--- START OF EXTRACTED TEXT ---

Lens s a -> (a -> a) -> s -> s
Lens s a = Functor f => (a -> f a) -> s -> f s

For people coming to Ramda from other FP languages, these probably look familiar, but to Javascript developers, they can be pure gobbledy-gook. Here we describe how to read these in the Ramda documentation and how to use them for your own code.

And at the end, once we understand how these work, we will investigate why people would want them.

Named Types

Many ML-influenced languages, including Haskell, use a standard method of describing the signatures of their functions. As functional programming becomes more common in Javascript, this style of signatures is slowly becoming almost standard. We borrow and adapt the Haskell version for Ramda.

We will not try to create a formal description, but simply capture to the essence of these signatures through examples.

// length :: String -> Number
const length = word => word.length;
length('abcde'); //=> 5

Here we have a simple function, length, that accepts a word, of type String, and returns the count of characters in the string, which is a Number. The comment above the function is a signature line. It starts with the name of the function, then the separator "::" and then the actual description of the functions. It should be fairly clear what the syntax of that description is. The input of the function is supplied, then an arrow, then the output. You will generally see the arrow written as above, "->", in source code, and as "→" in output documentation. They mean exactly the same thing.

What we put before and after the arrow are the Types of the parameters, not their names. At this level of description, all we really have said is that this is a function that accepts a String and returns a Number.

// charAt :: (Number, String) -> String
const charAt = (pos, word) => word.charAt(pos); charAt(9, 'mississippi'); //=> 'p'

In this one, the function accepts two parameters, a position -- which is a Number -- and a word -- which is a String -- and it returns a single-character String or the empty String.

In Javascript, unlike in Haskell, functions can accept more than a single parameter. To show a function which requires two parameters, we separate the two input parameters with a comma and wrap the group in parentheses: (Number, String). As with many languages, Javascript function parameters are positional, so the order matters. (String, Number) has an entirely different meaning.

Of course for a function that takes three parameters, we just extend the comma-separated list inside the parentheses:

// foundAtPos :: (Number, String, String) -> Boolean
const foundAtPos = (pos, char, word) => word.charAt(pos) === char;
foundAtPos(6, 's', 'mississippi'); //=> true

And so too for any larger finite list of parameters.

--- END OF EXTRACTED TEXT ---
--- START OF DATA ENTRIES ---

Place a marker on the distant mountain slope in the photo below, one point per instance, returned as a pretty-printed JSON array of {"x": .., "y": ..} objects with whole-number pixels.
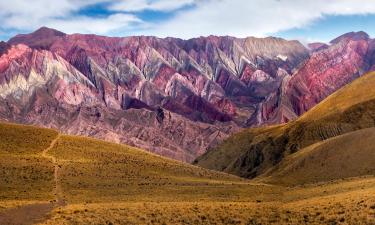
[
  {"x": 35, "y": 160},
  {"x": 253, "y": 152},
  {"x": 173, "y": 97},
  {"x": 50, "y": 178},
  {"x": 348, "y": 155}
]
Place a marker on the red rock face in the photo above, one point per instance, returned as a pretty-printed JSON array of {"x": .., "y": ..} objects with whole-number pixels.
[
  {"x": 208, "y": 87},
  {"x": 327, "y": 71}
]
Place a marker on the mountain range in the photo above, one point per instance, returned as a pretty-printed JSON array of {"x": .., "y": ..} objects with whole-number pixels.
[{"x": 173, "y": 97}]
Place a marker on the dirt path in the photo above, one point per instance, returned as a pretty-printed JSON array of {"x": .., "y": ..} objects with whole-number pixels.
[
  {"x": 35, "y": 213},
  {"x": 57, "y": 189}
]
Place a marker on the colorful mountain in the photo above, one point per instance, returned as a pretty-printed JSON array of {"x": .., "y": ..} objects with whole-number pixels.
[{"x": 173, "y": 97}]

--- END OF DATA ENTRIES ---

Repeat word for word the part of the text on Ramda type signatures from "What we put" up to and including "entirely different meaning.". Work only from the text on Ramda type signatures.

What we put before and after the arrow are the Types of the parameters, not their names. At this level of description, all we really have said is that this is a function that accepts a String and returns a Number.

// charAt :: (Number, String) -> String
const charAt = (pos, word) => word.charAt(pos); charAt(9, 'mississippi'); //=> 'p'

In this one, the function accepts two parameters, a position -- which is a Number -- and a word -- which is a String -- and it returns a single-character String or the empty String.

In Javascript, unlike in Haskell, functions can accept more than a single parameter. To show a function which requires two parameters, we separate the two input parameters with a comma and wrap the group in parentheses: (Number, String). As with many languages, Javascript function parameters are positional, so the order matters. (String, Number) has an entirely different meaning.